§ **Texto**
● ● ●

Capítulo XXVII
La contrarrevolución levanta la cabeza
En los dos primeros meses, bien que el poder perteneciera oficialmente al gobierno Guchkov-Miliukov, hallábase, en realidad, concentrado por entero en las manos de los soviets. En los dos meses siguientes, el Soviet se debilitó: parte de su influencia sobre las masas pasó a los bolcheviques, ni más ni menos que los ministros socialistas llevaron en sus carteras parte del poder al gobierno de coalición. Al iniciarse la preparación de la ofensiva, reforzóse automáticamente la importancia del mando, de los órganos del capital financiero y del partido kadete. Antes de verter la sangre de los soldados, el Comité Ejecutivo realizó una considerable transfusión de su misma sangre a las arterias de la burguesía. Entre bastidores, los hilos se concentraban en las manos de las embajadas y de los gobiernos de la Entente.
En la conferencia interaliada que se había inaugurado en Londres, los amigos de Occidente se «olvidaron» de invitar al embajador ruso. Sólo cuando éste hizo que se acordasen de su existencia, se le llamó diez minutos antes de abrirse la sesión, con la particularidad de que resultó que en la mesa no había sitio para él, y tuvo que sentarse entre los representantes franceses. El escarnio de que era objeto el embajador del gobierno provisional y la significativa salida de los kadetes del Ministerio —ambos acontecimientos tuvieron lugar el 2 de julio— perseguían el mismo fin: acorralar a los conciliadores. La demostración armada que tuvo lugar inmediatamente después de esto, debía poner tanto más fuera de sí a los jefes soviéticos, cuanto que éstos, ante este doble golpe, fijaron toda su atención en un sentido completamente opuesto. Ya que no quedaba otro remedio que arrastrar la sangrienta carreta en alianza con la Entente, no cabía encontrar mejores intermediarios que los kadetes. Chaikovski, uno de los más viejos revolucionarios rusos, que se había convertido, durante los largos años de emigración, en un liberal británico moderado, decía en tono de mentor: «Para la guerra se necesita dinero, y los aliados no van a dárselo a los socialistas». A los conciliadores les avergonzaba emplear este argumento, pero comprendían todo el peso que tenía.

● ● ●

§ **Material de trabajo**
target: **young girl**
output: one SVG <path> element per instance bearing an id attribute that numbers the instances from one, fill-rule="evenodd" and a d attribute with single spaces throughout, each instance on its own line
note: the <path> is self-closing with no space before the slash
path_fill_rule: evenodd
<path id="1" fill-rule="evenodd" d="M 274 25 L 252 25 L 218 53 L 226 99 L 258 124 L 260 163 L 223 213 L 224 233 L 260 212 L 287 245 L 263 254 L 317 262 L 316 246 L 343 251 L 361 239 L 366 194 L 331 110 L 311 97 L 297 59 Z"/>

● ● ●

§ **Instrucciones**
**A)** Traduce al inglés esta oración del texto sobre la contrarrevolución: «Entre bastidores, los hilos se concentraban en las manos de las embajadas y de los gobiernos de la Entente.»
**B)** Indica cada línea de los registros en la que aparezca la cadena "evenodd".
Los registros no guardan ninguna relación con el texto.

§ **Soluciones**
**A)** Behind the scenes, the strings were concentrated in the hands of the embassies and the governments of the Entente.

**B)**
output: one SVG <path> element per instance bearing an id attribute that numbers the instances from one, fill-rule="evenodd" and a d attribute with single spaces throughout, each instance on its own line
path_fill_rule: evenodd
<path id="1" fill-rule="evenodd" d="M 274 25 L 252 25 L 218 53 L 226 99 L 258 124 L 260 163 L 223 213 L 224 233 L 260 212 L 287 245 L 263 254 L 317 262 L 316 246 L 343 251 L 361 239 L 366 194 L 331 110 L 311 97 L 297 59 Z"/>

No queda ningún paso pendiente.